Exercise brief:
Restating every entry exactly is the whole task.

Provided data:
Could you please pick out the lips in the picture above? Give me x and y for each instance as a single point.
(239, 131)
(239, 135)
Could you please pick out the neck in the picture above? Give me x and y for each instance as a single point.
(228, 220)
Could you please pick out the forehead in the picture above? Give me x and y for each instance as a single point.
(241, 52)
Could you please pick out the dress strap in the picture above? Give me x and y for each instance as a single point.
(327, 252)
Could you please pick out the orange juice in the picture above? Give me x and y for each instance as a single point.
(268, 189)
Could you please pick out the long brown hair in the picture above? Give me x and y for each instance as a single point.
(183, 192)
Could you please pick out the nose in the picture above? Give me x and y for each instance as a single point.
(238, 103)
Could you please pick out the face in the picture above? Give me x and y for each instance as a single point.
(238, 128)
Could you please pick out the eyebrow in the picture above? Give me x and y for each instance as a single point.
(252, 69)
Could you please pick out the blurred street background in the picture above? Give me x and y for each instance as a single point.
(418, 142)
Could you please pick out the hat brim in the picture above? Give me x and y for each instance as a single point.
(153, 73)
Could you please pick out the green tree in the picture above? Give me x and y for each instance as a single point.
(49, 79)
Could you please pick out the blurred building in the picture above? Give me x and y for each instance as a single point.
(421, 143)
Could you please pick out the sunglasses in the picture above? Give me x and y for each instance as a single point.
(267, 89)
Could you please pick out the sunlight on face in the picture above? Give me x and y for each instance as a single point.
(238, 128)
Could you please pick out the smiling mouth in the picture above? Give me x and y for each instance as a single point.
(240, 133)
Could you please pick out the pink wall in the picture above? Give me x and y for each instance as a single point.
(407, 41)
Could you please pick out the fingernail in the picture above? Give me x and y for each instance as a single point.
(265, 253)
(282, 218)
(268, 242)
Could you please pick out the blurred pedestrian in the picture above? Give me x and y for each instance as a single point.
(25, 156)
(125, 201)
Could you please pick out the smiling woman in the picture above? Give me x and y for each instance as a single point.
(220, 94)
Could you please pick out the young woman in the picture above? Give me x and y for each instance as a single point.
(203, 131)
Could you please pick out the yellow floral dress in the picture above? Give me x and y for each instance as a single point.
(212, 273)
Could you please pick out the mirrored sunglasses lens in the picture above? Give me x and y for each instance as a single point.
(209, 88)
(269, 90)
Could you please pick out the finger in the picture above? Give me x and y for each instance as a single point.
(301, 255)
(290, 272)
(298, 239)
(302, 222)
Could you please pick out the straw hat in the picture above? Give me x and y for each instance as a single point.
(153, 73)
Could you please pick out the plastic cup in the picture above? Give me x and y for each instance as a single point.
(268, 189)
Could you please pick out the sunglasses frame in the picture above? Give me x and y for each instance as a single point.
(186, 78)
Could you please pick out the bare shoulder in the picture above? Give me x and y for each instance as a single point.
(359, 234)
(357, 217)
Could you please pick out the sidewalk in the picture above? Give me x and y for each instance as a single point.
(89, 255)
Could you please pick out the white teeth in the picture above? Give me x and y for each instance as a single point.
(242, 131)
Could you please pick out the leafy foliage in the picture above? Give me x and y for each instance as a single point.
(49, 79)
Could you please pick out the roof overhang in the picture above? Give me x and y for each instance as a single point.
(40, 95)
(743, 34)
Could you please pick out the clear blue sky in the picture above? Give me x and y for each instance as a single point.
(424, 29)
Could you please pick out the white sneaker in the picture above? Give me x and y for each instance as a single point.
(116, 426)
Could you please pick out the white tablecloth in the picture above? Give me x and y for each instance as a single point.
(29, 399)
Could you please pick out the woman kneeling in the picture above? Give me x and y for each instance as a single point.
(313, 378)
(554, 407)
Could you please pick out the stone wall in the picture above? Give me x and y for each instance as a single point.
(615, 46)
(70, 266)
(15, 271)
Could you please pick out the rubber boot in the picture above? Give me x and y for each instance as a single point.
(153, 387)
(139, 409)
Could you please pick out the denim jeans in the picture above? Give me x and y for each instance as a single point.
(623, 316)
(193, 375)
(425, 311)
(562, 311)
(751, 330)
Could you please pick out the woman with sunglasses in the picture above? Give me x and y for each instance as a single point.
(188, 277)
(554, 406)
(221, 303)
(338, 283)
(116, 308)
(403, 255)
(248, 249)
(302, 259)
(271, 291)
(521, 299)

Result:
Could you please pick out the lips in the picture above? Give me x and y for each instance as a single point.
(239, 131)
(239, 135)
Could you please pick out the neck in the picture above? Give me x and y for each instance as a single point.
(228, 220)
Could you please pick out the forehead in the picture above? Give me x and y for each instance as a single point.
(241, 52)
Could you please pick out the dress strap in the picture above? Give me x and y for each instance as a single point.
(327, 252)
Could you please pick out the orange juice in the picture above? Give me x and y for each instance as a single point.
(268, 189)
Could you please pick out the long brown hair in the picture above? Give me x and y for each instance as a single point.
(183, 192)
Could you please pick out the nose in the picture above? Give me x and y for each instance as a single point.
(238, 103)
Could you please pick out the face in the picture above? Give me x and y for each instance as a single point.
(238, 128)
Could you please pick out the eyebrow in the picture above? Give me x and y for each instance as a single point.
(252, 69)
Could you please pick out the blurred street background in the picture above? Give me x and y for each instance as a single point.
(418, 142)
Could you please pick out the hat brim in the picture above? Give me x and y for each instance as a single point.
(153, 73)
Could you please pick out the green tree in the picture above? Give me x and y for each instance as a single point.
(49, 79)
Could you please pick out the blurred building in the picture above? Give me x and y for each instance as a single point.
(421, 143)
Could you please pick out the sunglasses in the picture above? Give me x and y for each instance as a single point.
(267, 89)
Could you please pick out the sunlight on face in the picture above? Give me x and y for each instance as a single point.
(238, 128)
Could you please pick out the smiling mouth in the picture above? Give me x and y for each instance as a single point.
(240, 133)
Could you please pick out the pink wall in the picture above? Give me x and y for each instance as a single point.
(407, 41)
Could you please pick out the fingernail in the picture above? Give me x and y for each instance as a single point.
(265, 253)
(282, 218)
(268, 242)
Could you please pick out the blurred pedestrian in the picture above? Give me x and y for each instance as a single point.
(25, 156)
(125, 201)
Could you please pick out the smiling woman in the picture above? Give me x and y for each instance as a single point.
(220, 94)
Could you please pick out the young woman in the picture above? Give me x and y for each instance as a single point.
(203, 131)
Could you please pick out the yellow floral dress in the picture above? Give me x and y for each instance as a single point.
(212, 273)
Could you please pick out the mirrored sunglasses lens in the picture above? Give me x and y for each instance as a single point.
(209, 88)
(269, 90)
Could you please pick out the finger in the picture above? Give me x and y for each instance as a single point.
(301, 255)
(290, 272)
(298, 239)
(302, 222)
Could you please pick out the straw hat in the picture above? Give me x and y for each instance as a single point.
(153, 73)
Could you please pick out the plastic cup in the picture above? Give me x and y for each instance as a single point.
(268, 189)
Could you please pick out the sunglasses frame in the picture above? Give me x and y for each instance as a single point.
(186, 78)
Could you please pick out the bare shoulder in the picture above? Give me x and y for each instance as a single point.
(359, 234)
(357, 217)
Could you please pick out the sidewalk in the picture above? Give me x and y for each instance as a single point.
(89, 255)
Could you please pick out the white teeth in the picture above? Give me x and y for each instance as a single point.
(242, 131)
Could you please pick out the leafy foliage in the picture above? Give me x and y for each instance as a single point.
(49, 79)
Could you please pick out the roof overhang in the picture above? Give me x and y for each instance as a single point.
(40, 95)
(743, 34)
Could you please pick out the clear blue sky in the picture above? Give me x and y for each instance as a single point.
(424, 29)
Could you please pick out the white sneaker in the picture above? Give me x and y for each instance as a single point.
(116, 426)
Could you please pick out the white tablecloth in the picture above? Give me x and y for each instance as a single point.
(29, 399)
Could you please pick out the woman kneeling in the picture above? Give me x and y for each instance as a single point.
(313, 378)
(554, 407)
Could you please pick out the stone wall in the picture above? Give me x and y for each instance as a single point.
(615, 46)
(70, 266)
(15, 271)
Could you please pick out the rubber boot in the picture above? Give me x and y for each instance as a single point.
(153, 387)
(139, 409)
Could you please pick out the denim jeans in the picture above? Give me x and y for each instance as a single point.
(623, 316)
(193, 375)
(425, 311)
(562, 311)
(751, 330)
Could you please pick out the woman with sunglasses in the picture above? Give me x and y for each instance as a single point.
(188, 277)
(554, 406)
(221, 303)
(338, 283)
(116, 308)
(403, 255)
(248, 249)
(302, 259)
(271, 291)
(521, 299)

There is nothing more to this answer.